CHALLENGE: Format the data from its first line through the line containing "pixel 114 263", inclusive, as a JSON list of strings with one string per line, leaving out any blank lines.

EXTRACTED INFORMATION:
# # # #

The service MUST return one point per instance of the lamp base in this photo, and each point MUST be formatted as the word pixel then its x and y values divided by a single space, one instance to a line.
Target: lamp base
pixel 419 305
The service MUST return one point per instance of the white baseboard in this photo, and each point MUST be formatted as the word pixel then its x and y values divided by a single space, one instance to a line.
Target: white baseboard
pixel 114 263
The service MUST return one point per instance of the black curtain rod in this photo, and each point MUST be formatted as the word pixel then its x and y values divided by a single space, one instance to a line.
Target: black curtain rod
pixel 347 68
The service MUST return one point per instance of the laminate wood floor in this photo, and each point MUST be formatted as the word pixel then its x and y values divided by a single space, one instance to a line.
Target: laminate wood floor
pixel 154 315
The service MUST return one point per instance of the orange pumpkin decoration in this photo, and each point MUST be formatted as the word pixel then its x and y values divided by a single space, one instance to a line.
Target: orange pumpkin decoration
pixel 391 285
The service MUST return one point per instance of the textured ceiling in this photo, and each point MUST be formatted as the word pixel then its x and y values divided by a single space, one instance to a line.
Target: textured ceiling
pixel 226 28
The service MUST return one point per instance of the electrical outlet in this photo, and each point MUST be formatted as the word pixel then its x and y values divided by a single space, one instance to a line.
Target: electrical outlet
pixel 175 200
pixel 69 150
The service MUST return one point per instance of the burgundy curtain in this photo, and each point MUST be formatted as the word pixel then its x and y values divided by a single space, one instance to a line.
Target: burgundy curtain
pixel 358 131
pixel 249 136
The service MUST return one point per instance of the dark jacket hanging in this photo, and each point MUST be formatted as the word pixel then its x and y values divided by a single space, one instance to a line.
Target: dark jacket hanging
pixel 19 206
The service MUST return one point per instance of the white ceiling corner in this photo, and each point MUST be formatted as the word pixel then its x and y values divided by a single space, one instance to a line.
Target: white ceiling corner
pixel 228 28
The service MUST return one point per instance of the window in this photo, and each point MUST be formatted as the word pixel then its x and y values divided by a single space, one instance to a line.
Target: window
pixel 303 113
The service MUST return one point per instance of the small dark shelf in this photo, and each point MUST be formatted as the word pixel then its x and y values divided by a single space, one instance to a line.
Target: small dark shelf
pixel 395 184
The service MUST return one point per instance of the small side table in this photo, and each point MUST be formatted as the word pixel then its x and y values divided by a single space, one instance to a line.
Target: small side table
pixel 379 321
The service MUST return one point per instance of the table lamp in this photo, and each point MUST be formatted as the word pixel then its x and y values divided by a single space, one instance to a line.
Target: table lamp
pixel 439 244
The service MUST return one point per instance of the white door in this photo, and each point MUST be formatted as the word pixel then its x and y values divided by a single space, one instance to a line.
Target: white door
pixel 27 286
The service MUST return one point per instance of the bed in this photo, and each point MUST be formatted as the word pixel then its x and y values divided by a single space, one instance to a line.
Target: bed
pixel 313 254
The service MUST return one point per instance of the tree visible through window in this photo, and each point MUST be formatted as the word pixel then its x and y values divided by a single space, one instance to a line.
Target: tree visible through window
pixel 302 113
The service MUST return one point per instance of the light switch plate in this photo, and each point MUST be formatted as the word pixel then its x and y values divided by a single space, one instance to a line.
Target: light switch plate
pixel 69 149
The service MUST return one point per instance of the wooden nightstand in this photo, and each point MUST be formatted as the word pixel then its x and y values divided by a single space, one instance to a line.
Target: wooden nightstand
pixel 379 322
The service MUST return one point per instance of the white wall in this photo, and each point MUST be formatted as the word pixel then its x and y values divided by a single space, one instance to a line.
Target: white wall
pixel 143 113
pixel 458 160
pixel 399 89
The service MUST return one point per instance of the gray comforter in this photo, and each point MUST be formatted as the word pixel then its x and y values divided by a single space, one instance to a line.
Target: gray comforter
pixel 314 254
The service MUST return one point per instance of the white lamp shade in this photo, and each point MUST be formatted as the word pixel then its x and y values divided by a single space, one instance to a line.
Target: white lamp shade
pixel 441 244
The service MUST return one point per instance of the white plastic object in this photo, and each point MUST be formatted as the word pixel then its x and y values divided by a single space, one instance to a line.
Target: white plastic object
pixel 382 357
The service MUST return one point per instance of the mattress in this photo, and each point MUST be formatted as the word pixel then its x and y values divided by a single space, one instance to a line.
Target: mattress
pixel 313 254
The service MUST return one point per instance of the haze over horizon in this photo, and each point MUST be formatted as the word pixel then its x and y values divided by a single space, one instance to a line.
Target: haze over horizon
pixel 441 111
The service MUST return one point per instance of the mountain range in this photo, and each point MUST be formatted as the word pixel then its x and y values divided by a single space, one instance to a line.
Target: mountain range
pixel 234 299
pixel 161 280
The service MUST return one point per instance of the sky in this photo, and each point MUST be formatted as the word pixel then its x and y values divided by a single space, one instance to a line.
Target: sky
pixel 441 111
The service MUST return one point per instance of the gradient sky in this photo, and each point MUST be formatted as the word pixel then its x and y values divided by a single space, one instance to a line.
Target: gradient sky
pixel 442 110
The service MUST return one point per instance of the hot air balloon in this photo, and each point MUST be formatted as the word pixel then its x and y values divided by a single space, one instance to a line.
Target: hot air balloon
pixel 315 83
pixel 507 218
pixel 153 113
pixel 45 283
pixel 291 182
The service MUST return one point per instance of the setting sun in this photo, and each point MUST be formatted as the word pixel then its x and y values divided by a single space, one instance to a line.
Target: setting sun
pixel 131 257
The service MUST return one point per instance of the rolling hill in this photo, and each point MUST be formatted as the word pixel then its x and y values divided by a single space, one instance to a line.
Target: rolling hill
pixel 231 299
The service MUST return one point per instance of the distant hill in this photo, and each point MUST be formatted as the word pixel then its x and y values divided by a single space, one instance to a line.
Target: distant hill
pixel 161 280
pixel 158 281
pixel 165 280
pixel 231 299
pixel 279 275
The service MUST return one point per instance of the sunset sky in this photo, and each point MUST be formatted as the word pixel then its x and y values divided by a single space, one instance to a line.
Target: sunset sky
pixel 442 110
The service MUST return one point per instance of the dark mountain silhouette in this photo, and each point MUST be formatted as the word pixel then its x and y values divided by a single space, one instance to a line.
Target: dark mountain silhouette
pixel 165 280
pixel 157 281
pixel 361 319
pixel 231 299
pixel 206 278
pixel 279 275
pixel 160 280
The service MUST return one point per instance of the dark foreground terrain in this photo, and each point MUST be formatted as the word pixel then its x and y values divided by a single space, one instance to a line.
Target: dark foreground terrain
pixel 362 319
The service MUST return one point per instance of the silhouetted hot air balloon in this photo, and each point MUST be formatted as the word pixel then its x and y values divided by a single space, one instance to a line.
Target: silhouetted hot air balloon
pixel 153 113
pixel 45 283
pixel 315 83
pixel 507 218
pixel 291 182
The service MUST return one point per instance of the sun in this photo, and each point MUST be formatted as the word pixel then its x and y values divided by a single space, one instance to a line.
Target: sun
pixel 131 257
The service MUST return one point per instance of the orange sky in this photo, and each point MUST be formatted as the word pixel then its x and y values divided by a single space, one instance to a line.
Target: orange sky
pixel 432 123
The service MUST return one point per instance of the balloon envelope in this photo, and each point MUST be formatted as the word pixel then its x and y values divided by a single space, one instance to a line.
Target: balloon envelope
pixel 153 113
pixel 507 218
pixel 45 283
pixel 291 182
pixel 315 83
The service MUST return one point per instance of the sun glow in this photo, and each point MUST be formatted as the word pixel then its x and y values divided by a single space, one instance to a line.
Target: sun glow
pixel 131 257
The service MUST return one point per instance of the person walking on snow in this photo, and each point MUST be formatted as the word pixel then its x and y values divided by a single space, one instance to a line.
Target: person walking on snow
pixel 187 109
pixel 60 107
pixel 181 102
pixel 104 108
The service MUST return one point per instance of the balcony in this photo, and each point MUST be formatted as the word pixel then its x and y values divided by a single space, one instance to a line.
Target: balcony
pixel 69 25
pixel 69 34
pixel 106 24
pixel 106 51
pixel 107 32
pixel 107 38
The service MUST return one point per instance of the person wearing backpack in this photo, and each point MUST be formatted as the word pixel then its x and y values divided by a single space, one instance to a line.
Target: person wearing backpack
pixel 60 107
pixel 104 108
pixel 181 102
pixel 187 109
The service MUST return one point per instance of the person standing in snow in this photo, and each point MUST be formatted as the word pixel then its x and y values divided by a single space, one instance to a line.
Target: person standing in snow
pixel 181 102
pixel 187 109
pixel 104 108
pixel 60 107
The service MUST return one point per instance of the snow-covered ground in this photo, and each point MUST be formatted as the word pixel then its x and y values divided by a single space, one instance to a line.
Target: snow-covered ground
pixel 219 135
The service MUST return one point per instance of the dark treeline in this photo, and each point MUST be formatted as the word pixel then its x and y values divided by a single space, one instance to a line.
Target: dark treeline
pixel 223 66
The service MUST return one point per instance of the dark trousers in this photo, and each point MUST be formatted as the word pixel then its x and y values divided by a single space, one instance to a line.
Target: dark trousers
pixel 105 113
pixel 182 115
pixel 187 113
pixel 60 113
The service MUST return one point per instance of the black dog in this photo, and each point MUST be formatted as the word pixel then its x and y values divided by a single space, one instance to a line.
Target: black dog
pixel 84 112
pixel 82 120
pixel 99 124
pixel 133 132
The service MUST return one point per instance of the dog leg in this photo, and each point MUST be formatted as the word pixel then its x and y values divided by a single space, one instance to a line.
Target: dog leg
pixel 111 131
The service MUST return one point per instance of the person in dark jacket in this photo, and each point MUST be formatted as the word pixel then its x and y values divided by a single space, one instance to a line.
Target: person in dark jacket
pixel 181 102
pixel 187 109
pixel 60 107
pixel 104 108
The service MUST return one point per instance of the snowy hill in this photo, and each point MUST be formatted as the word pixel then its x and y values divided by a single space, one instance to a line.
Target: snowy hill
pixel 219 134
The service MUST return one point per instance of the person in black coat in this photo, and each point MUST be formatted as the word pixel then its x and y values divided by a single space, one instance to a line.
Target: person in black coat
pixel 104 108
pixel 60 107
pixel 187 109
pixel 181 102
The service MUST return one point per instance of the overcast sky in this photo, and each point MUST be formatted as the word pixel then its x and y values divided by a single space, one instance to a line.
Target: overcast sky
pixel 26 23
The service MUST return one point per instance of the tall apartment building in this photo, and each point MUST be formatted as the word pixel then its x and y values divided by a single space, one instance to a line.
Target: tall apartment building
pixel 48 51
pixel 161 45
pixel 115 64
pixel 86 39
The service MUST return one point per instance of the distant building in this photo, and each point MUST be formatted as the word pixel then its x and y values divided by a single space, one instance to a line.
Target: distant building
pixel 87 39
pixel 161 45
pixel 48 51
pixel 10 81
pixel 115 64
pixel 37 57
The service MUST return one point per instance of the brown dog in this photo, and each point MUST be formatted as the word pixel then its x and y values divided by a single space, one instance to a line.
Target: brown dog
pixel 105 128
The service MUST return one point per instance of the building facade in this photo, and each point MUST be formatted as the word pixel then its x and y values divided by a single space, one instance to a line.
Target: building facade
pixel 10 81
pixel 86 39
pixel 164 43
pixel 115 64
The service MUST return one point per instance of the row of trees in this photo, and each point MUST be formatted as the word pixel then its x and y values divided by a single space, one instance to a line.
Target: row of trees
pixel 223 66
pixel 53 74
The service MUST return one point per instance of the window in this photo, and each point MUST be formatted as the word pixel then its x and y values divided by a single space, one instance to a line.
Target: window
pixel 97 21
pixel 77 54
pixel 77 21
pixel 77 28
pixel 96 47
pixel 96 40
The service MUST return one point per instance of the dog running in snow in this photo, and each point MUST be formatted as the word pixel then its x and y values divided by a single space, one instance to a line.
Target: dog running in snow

# # # #

REPLY TO THE TASK:
[
  "The service MUST return one point per instance of the lamp base in this photo, and each point MUST be formatted as the word pixel then its x and y values divided by a single space, one instance to a line.",
  "Target: lamp base",
  "pixel 419 305",
  "The service MUST return one point per instance of the white baseboard in this photo, and each point MUST be formatted as the word pixel then its x and y values divided by a single space, one instance to a line.",
  "Target: white baseboard",
  "pixel 114 263"
]